DATA PROVIDED:
>> start

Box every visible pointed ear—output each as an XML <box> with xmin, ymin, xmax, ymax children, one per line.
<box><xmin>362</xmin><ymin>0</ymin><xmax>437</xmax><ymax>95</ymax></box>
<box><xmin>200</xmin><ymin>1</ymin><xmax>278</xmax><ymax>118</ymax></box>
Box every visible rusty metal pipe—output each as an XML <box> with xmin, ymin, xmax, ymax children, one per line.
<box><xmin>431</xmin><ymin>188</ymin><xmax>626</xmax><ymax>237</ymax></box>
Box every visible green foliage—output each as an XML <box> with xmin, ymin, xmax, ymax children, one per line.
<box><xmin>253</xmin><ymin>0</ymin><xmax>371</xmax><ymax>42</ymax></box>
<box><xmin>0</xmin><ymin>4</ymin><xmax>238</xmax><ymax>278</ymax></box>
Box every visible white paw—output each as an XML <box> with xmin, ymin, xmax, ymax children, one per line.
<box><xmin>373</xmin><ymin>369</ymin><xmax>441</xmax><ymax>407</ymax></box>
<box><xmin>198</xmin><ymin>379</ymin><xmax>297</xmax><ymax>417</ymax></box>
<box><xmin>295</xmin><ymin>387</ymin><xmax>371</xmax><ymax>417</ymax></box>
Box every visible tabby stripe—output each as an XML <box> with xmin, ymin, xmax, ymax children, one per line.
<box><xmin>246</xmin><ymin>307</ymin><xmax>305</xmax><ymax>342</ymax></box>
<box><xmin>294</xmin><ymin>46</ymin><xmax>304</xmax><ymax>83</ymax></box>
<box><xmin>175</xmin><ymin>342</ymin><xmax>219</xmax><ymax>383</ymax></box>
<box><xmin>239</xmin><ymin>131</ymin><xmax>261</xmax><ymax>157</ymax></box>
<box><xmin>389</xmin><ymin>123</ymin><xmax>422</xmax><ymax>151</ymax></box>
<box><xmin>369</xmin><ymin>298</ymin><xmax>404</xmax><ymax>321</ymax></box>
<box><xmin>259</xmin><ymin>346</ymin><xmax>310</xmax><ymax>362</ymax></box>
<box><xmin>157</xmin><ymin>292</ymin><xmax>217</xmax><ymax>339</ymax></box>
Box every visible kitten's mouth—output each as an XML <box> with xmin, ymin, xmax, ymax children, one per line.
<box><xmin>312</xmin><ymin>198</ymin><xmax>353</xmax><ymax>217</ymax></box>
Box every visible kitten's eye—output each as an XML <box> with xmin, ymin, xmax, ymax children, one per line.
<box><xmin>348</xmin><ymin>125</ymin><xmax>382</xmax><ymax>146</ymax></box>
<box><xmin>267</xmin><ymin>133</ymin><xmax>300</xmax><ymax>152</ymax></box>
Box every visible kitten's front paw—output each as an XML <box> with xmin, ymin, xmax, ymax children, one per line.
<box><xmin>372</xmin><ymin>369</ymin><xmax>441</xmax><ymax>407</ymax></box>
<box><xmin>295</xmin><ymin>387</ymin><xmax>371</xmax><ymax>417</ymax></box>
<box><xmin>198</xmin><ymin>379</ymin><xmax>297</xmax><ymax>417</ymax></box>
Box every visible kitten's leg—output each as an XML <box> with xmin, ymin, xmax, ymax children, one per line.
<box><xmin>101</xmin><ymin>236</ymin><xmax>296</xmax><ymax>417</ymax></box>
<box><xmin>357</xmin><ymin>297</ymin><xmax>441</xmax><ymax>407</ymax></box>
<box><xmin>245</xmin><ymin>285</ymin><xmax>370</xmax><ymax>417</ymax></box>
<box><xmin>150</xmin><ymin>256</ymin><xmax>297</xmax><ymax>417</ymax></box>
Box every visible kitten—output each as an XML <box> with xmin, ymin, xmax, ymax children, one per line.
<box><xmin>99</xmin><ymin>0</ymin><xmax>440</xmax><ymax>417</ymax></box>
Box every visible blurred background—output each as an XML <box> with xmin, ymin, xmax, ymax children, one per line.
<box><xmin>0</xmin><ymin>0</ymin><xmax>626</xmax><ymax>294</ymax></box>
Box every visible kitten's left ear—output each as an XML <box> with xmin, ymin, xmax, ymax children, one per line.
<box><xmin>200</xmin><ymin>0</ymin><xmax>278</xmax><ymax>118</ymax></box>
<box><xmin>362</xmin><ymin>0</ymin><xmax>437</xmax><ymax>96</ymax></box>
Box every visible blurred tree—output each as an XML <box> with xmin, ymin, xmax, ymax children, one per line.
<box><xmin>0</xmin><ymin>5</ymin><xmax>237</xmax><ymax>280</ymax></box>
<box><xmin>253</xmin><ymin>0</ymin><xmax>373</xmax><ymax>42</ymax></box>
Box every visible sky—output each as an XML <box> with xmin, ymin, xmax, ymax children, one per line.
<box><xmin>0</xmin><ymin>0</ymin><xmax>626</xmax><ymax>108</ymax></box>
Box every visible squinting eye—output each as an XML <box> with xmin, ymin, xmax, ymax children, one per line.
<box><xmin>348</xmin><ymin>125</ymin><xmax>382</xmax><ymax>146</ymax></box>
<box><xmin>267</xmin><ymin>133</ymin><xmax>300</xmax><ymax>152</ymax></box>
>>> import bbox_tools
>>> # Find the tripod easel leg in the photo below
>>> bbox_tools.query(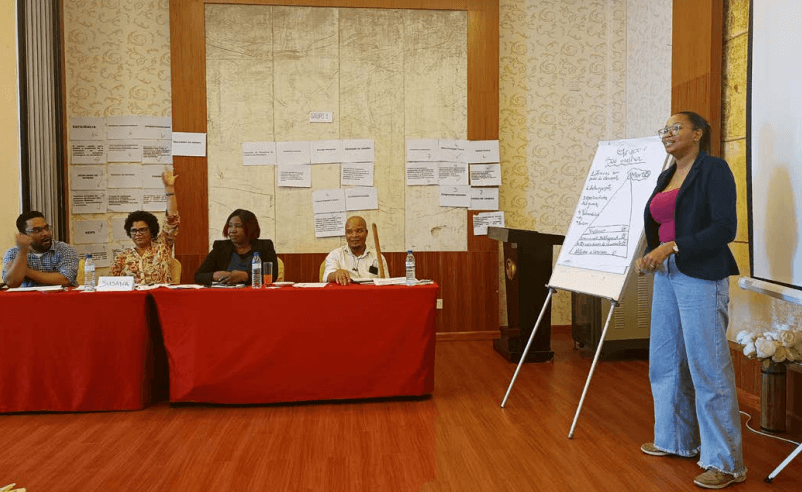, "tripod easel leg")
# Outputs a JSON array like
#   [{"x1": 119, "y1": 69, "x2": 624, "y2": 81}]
[
  {"x1": 568, "y1": 301, "x2": 618, "y2": 439},
  {"x1": 766, "y1": 444, "x2": 802, "y2": 483},
  {"x1": 501, "y1": 288, "x2": 555, "y2": 408}
]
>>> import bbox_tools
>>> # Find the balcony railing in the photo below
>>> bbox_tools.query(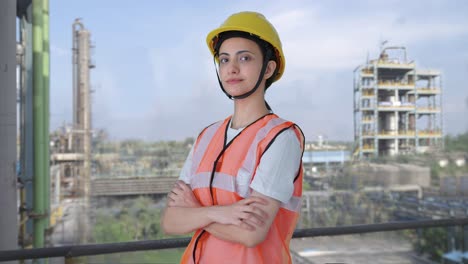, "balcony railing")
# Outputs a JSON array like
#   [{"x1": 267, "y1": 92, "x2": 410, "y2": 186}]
[{"x1": 0, "y1": 218, "x2": 468, "y2": 262}]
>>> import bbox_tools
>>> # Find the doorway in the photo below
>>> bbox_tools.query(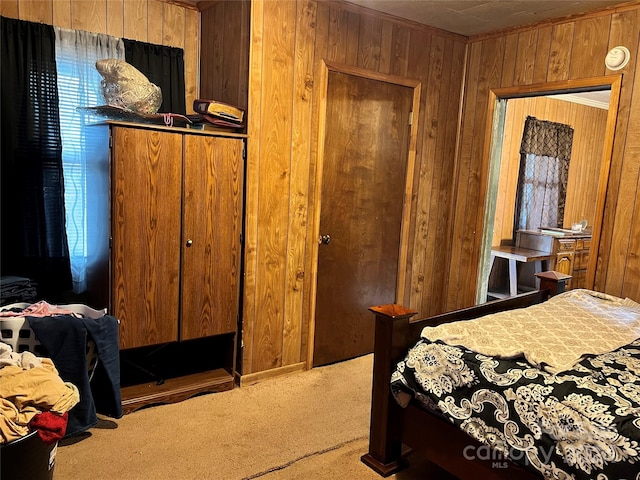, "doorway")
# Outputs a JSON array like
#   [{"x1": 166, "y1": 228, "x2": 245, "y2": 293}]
[
  {"x1": 312, "y1": 63, "x2": 419, "y2": 366},
  {"x1": 476, "y1": 79, "x2": 621, "y2": 303}
]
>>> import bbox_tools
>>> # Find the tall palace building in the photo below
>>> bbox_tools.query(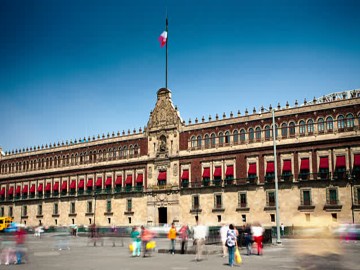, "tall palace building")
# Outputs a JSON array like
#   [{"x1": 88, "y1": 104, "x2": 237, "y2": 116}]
[{"x1": 0, "y1": 88, "x2": 360, "y2": 226}]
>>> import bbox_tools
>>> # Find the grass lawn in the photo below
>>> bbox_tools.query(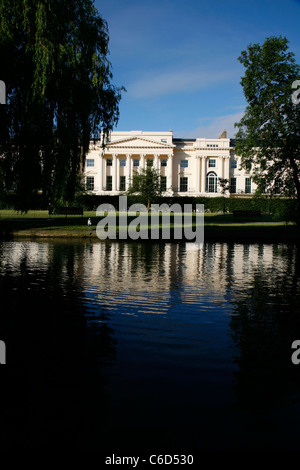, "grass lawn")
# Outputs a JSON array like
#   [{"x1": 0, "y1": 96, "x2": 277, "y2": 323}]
[{"x1": 0, "y1": 210, "x2": 300, "y2": 242}]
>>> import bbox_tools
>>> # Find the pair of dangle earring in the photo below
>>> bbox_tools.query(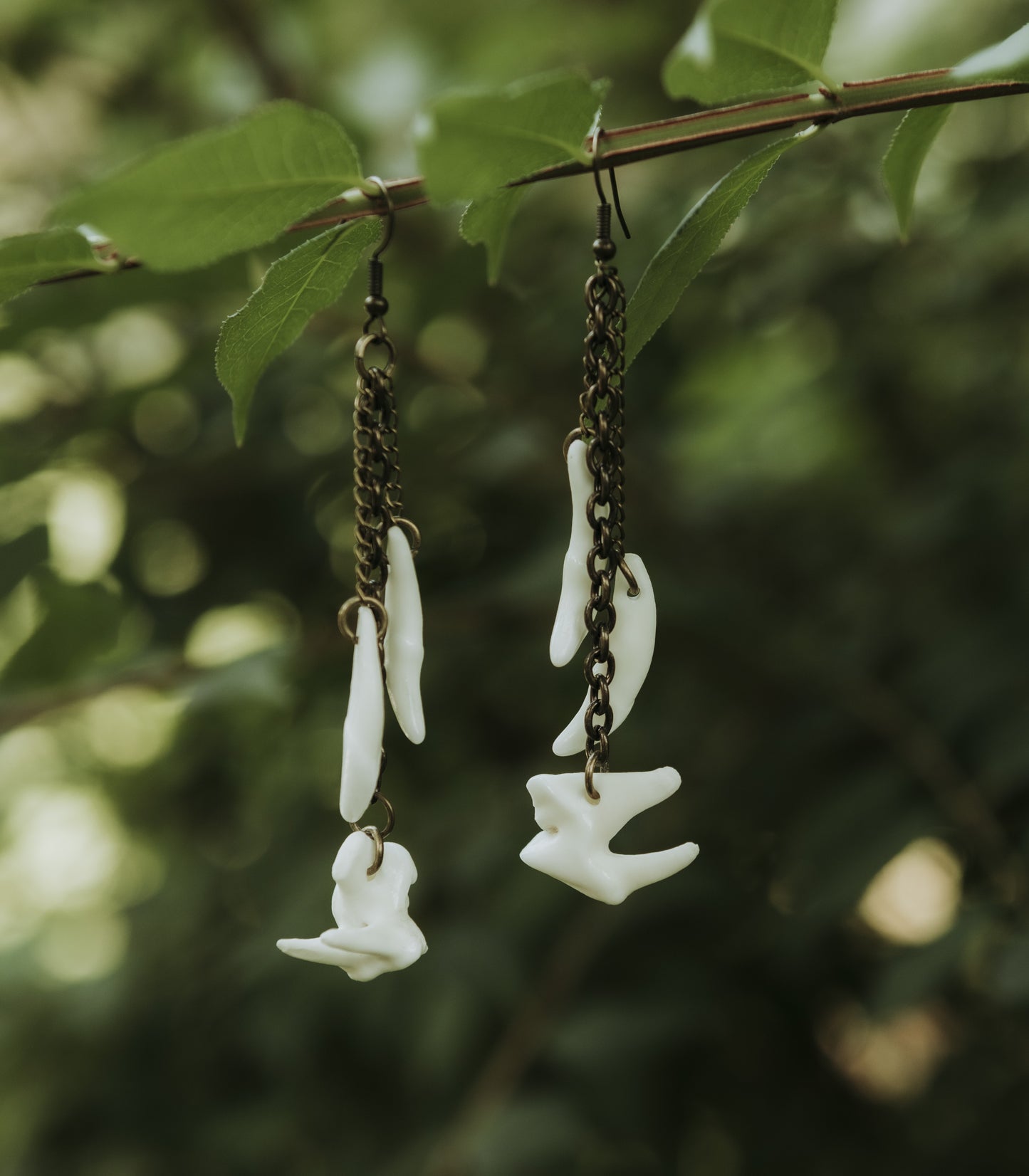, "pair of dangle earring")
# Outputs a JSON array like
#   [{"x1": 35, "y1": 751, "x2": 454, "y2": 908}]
[
  {"x1": 278, "y1": 177, "x2": 427, "y2": 981},
  {"x1": 521, "y1": 142, "x2": 699, "y2": 903}
]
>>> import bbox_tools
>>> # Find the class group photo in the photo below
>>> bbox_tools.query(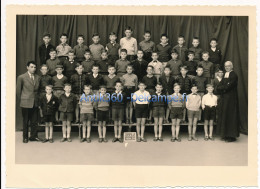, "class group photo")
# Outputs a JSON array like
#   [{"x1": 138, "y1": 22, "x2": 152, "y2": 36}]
[{"x1": 14, "y1": 15, "x2": 249, "y2": 166}]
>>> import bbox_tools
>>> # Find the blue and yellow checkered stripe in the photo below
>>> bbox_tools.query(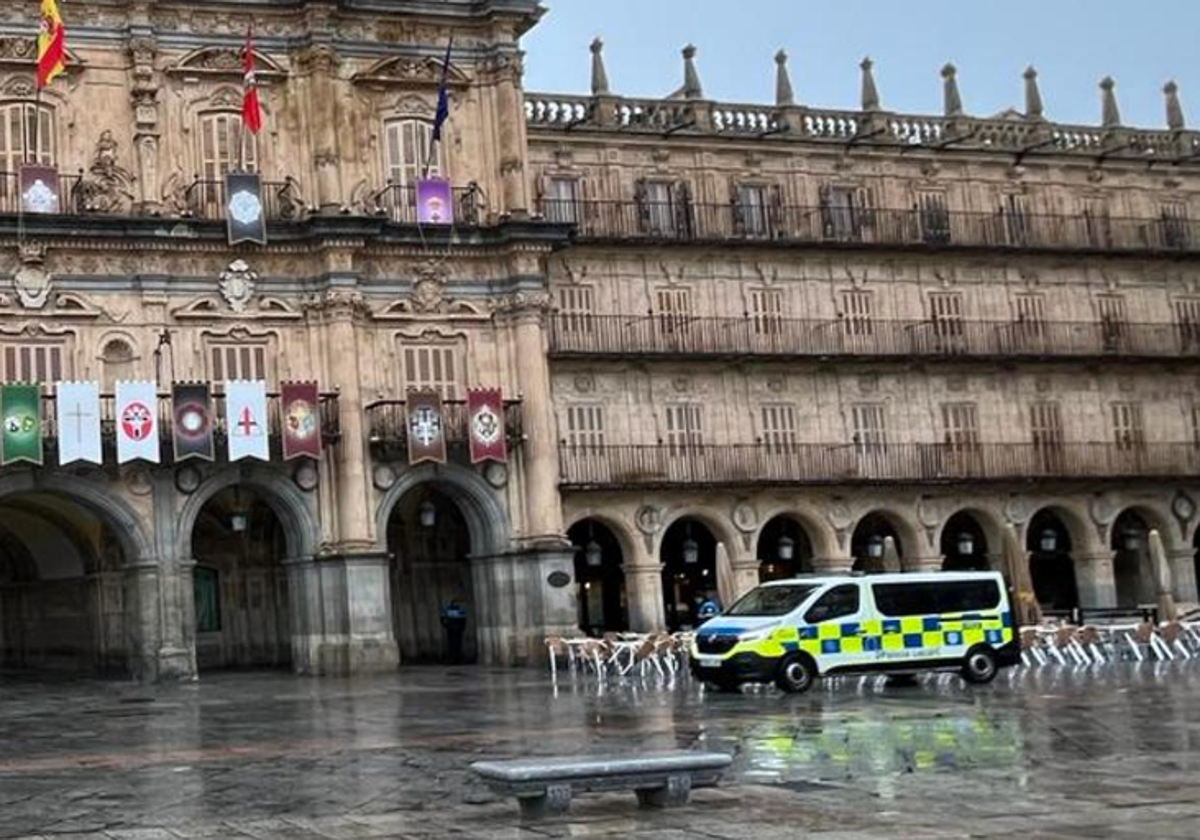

>> end

INSTRUCTION: Pick out every line above that contains the string "stripe", and copy each one in full.

RESULT OF THIS TASK:
Box every visible tabby stripe—output each as an XML <box> with xmin, ymin, xmax, ymax children, one per line.
>>> # Find the blue and yellow checkered stripe in the photo below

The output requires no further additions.